> **DATA TO USE**
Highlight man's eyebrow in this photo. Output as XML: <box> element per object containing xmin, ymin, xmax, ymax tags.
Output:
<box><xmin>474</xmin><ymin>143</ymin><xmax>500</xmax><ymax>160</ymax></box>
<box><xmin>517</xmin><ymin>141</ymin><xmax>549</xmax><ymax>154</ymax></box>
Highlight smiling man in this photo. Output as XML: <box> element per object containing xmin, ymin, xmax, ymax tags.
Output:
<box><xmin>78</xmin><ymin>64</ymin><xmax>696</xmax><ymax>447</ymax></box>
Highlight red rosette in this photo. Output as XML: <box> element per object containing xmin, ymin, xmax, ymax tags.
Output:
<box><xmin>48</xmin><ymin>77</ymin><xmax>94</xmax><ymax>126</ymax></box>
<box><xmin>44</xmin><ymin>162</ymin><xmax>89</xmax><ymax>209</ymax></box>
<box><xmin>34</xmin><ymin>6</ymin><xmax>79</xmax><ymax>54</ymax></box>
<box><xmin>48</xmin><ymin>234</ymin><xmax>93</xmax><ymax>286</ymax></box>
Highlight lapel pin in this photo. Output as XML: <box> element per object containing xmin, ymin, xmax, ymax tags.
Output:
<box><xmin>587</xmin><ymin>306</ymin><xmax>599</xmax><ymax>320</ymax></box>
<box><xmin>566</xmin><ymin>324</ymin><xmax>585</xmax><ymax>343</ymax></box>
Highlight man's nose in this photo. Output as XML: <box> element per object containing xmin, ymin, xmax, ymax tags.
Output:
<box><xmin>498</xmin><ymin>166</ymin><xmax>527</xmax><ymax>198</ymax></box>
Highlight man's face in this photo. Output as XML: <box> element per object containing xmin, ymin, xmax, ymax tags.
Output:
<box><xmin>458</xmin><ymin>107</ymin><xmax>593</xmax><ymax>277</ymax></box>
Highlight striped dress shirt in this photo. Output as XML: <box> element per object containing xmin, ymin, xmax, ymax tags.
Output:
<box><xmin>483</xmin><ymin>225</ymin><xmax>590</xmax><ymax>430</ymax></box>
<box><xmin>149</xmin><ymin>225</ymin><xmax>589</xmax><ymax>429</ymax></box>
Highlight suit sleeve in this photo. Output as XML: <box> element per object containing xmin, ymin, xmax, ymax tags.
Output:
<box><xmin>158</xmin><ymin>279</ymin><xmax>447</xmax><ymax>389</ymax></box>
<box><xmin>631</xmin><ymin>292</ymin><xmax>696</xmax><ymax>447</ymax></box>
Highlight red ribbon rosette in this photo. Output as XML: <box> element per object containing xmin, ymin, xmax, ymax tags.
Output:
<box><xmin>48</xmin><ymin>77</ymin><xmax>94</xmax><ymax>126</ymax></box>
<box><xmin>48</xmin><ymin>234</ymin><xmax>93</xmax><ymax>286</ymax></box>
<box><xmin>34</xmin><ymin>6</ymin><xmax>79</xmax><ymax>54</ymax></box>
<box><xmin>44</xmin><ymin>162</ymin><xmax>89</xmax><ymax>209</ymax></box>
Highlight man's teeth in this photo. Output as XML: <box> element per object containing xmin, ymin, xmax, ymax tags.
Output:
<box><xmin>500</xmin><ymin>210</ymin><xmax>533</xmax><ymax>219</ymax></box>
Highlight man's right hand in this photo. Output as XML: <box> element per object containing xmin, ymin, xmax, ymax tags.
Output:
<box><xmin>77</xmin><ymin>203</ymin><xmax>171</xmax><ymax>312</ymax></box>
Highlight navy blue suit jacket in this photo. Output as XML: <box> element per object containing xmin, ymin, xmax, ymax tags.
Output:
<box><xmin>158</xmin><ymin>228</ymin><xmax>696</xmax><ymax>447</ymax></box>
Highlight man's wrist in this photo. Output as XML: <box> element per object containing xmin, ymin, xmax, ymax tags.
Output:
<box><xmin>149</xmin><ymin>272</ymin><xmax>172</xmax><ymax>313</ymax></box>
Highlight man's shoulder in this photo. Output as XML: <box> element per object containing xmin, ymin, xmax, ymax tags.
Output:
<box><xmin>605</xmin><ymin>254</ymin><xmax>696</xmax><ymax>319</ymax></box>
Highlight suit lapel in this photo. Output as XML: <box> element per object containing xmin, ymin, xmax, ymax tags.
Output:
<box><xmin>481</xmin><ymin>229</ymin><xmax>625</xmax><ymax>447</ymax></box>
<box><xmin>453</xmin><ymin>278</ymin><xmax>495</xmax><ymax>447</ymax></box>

> **REQUIRED WORK**
Return, unchanged and in full, the part of the entries that opens with the line containing "Highlight suit lapel" and closes with the last line of the entries.

> **THE RESULT**
Highlight suit lapel in this photo. Output as XML: <box> element per object containing xmin, ymin, xmax, ymax tags.
Output:
<box><xmin>481</xmin><ymin>229</ymin><xmax>625</xmax><ymax>447</ymax></box>
<box><xmin>453</xmin><ymin>278</ymin><xmax>495</xmax><ymax>447</ymax></box>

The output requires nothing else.